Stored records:

+===+

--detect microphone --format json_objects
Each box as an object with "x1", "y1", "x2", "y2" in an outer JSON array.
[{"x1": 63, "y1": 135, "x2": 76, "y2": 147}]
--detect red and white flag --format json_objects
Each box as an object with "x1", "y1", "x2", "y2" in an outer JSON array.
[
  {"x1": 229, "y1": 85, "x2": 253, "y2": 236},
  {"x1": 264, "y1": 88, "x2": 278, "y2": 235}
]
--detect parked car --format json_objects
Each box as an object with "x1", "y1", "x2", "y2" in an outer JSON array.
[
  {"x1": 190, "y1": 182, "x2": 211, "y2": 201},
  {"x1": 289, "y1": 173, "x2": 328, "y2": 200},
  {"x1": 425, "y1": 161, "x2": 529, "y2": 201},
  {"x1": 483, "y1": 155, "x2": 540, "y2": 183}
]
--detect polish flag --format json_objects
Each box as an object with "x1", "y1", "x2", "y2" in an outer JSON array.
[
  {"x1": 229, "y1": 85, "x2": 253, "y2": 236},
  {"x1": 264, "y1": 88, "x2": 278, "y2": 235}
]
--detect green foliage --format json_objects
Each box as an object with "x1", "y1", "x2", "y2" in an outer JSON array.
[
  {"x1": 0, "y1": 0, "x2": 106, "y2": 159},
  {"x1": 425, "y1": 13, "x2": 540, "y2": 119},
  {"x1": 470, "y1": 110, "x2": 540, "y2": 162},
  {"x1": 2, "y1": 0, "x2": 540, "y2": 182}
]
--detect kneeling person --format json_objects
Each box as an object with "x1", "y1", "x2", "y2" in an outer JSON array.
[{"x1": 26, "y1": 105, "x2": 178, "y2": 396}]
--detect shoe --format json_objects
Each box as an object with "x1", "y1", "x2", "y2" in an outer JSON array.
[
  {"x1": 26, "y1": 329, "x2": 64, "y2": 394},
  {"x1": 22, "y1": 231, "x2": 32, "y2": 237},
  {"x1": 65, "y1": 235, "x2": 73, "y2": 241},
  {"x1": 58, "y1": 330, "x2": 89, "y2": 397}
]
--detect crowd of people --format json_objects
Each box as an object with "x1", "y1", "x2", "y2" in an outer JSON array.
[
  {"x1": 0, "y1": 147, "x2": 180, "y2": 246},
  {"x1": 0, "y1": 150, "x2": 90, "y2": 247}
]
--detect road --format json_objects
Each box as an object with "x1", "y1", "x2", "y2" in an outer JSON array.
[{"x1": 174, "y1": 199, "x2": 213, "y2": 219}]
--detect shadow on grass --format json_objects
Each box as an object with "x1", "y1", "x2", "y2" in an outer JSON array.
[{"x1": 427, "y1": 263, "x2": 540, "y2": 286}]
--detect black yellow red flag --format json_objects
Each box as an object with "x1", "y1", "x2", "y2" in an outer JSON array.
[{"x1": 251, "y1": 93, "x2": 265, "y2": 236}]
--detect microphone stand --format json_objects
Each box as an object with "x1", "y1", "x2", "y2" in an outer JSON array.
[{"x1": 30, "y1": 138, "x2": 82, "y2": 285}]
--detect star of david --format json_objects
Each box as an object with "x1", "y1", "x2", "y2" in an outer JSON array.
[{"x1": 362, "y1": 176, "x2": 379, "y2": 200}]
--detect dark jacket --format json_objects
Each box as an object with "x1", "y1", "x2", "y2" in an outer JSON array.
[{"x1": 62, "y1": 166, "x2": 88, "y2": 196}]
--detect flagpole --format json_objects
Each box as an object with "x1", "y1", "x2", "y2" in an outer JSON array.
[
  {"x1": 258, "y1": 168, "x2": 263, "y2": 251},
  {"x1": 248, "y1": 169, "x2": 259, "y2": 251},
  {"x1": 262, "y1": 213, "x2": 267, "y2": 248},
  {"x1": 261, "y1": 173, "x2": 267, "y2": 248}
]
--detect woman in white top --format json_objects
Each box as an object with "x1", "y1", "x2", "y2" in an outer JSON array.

+===+

The records above are to be printed out again exactly, without omission.

--detect microphone --format json_objects
Each box as an object with "x1", "y1", "x2", "y2" in an outer JSON array.
[{"x1": 63, "y1": 135, "x2": 76, "y2": 147}]
--detect red and white flag --format json_objects
Each box as an object with "x1", "y1", "x2", "y2" in an outer JSON array.
[
  {"x1": 229, "y1": 85, "x2": 253, "y2": 236},
  {"x1": 264, "y1": 88, "x2": 278, "y2": 235}
]
--detect parked car --format json_objects
Each box as an object with "x1", "y1", "x2", "y2" in an outer JSON array.
[
  {"x1": 190, "y1": 182, "x2": 211, "y2": 201},
  {"x1": 289, "y1": 173, "x2": 328, "y2": 200},
  {"x1": 425, "y1": 161, "x2": 529, "y2": 201},
  {"x1": 483, "y1": 155, "x2": 540, "y2": 183}
]
--detect polish flag --format json_objects
Each box as an object with "x1", "y1", "x2", "y2" in an outer JSON array.
[
  {"x1": 229, "y1": 85, "x2": 253, "y2": 236},
  {"x1": 264, "y1": 88, "x2": 278, "y2": 235}
]
--detect green foliage --format json_objects
Each box as an object with "x1", "y1", "x2", "y2" in an outer JSON array.
[
  {"x1": 0, "y1": 0, "x2": 106, "y2": 159},
  {"x1": 425, "y1": 13, "x2": 540, "y2": 119},
  {"x1": 470, "y1": 110, "x2": 540, "y2": 162},
  {"x1": 2, "y1": 0, "x2": 540, "y2": 182}
]
--detect kneeling person --format json_objects
Each box as an object with "x1", "y1", "x2", "y2" in an outer JSON array.
[{"x1": 26, "y1": 105, "x2": 178, "y2": 396}]
--detect shoe --format json_objects
Each box as an object with "x1", "y1", "x2", "y2" in an outer JSON array.
[
  {"x1": 26, "y1": 329, "x2": 64, "y2": 394},
  {"x1": 22, "y1": 231, "x2": 32, "y2": 237},
  {"x1": 65, "y1": 235, "x2": 73, "y2": 241},
  {"x1": 58, "y1": 330, "x2": 89, "y2": 397}
]
--detect crowd of people --format json_objects
Each box as an object with "x1", "y1", "x2", "y2" in an outer JSON array.
[
  {"x1": 0, "y1": 147, "x2": 180, "y2": 246},
  {"x1": 0, "y1": 150, "x2": 90, "y2": 247}
]
--detect road --format json_objects
Each box as an object with "x1", "y1", "x2", "y2" in an outer JSON array.
[{"x1": 174, "y1": 199, "x2": 213, "y2": 219}]
--detect shadow on grass --format json_objects
Each box as an object with "x1", "y1", "x2", "y2" in an outer JSON array.
[{"x1": 427, "y1": 263, "x2": 540, "y2": 286}]
--detect black yellow red flag --format json_objects
Each box as an object with "x1", "y1", "x2", "y2" in an outer JSON array.
[{"x1": 251, "y1": 93, "x2": 265, "y2": 236}]
--detect microphone stand --format json_objects
Each box as an object with "x1", "y1", "x2", "y2" in an outer JSON array.
[{"x1": 30, "y1": 138, "x2": 82, "y2": 285}]
--detect star of david --format json_objects
Each box as an object with "x1", "y1", "x2", "y2" in an outer JSON array.
[{"x1": 362, "y1": 176, "x2": 379, "y2": 200}]
--detect dark jacket --format json_objects
Each box as an object with "x1", "y1", "x2", "y2" in an outer JSON array.
[{"x1": 62, "y1": 166, "x2": 88, "y2": 196}]
--detect flagpole --format json_objects
Each box as an object with "x1", "y1", "x2", "y2" in an outer JSON array.
[
  {"x1": 258, "y1": 168, "x2": 263, "y2": 251},
  {"x1": 248, "y1": 169, "x2": 259, "y2": 251},
  {"x1": 262, "y1": 213, "x2": 267, "y2": 248},
  {"x1": 261, "y1": 173, "x2": 267, "y2": 248}
]
--detect woman in white top --format json_objects
Each box as an object with "x1", "y1", "x2", "y2" in an outer JSON array.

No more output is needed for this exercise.